■ Requirement
All records that follow are to be copied exactly, with images omitted.

Extracted data entries:
━━━━━━
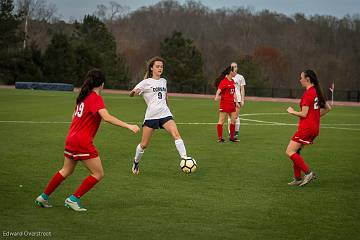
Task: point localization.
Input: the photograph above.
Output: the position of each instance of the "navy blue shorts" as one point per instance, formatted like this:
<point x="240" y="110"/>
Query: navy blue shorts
<point x="157" y="123"/>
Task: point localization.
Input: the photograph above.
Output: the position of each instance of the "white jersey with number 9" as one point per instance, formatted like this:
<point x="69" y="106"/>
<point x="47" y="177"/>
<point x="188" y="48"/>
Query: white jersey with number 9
<point x="154" y="93"/>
━━━━━━
■ Your solution
Task: point localization.
Input: the photograph above.
Output: the position of each instance of the "navy blue shorts" as one point per instance, formatted like this:
<point x="240" y="110"/>
Query: navy blue shorts
<point x="157" y="123"/>
Task: point localization.
Input: the photograph above.
Output: the position of each instance of the "white jersey with number 9" as one point per instance, formatted like this:
<point x="69" y="106"/>
<point x="47" y="177"/>
<point x="188" y="48"/>
Query: white jersey with number 9
<point x="154" y="93"/>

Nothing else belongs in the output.